(TRY IT)
Identify and pull out each line of the entries in which "upper" occurs.

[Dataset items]
***

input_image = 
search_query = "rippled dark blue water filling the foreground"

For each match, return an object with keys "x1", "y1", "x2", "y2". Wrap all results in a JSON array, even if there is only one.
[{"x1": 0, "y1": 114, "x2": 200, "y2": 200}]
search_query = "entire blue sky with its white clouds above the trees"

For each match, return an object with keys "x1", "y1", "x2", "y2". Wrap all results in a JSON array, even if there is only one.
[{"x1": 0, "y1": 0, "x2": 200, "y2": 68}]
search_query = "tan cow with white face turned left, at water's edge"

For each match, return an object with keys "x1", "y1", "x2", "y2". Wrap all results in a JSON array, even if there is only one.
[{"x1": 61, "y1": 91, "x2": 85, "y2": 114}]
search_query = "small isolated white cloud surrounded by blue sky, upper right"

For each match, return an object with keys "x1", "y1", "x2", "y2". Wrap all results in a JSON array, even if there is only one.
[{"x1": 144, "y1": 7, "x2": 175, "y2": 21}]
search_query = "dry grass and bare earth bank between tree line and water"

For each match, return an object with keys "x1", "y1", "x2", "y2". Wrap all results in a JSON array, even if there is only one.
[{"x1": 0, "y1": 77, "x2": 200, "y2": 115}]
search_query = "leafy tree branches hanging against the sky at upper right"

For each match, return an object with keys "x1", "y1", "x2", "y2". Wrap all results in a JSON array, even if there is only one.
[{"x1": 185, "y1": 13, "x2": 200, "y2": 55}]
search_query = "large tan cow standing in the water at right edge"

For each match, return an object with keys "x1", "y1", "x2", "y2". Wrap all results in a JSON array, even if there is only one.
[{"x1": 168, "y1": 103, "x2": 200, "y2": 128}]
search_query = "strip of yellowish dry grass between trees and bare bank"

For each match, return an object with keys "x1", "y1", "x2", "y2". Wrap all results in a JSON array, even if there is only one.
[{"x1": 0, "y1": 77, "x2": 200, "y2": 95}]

***

(THE COMPLETED TASK)
search_query = "small isolated white cloud surrounded by blue sky, upper right"
search_query = "leafy tree branches hanging against the sky at upper right"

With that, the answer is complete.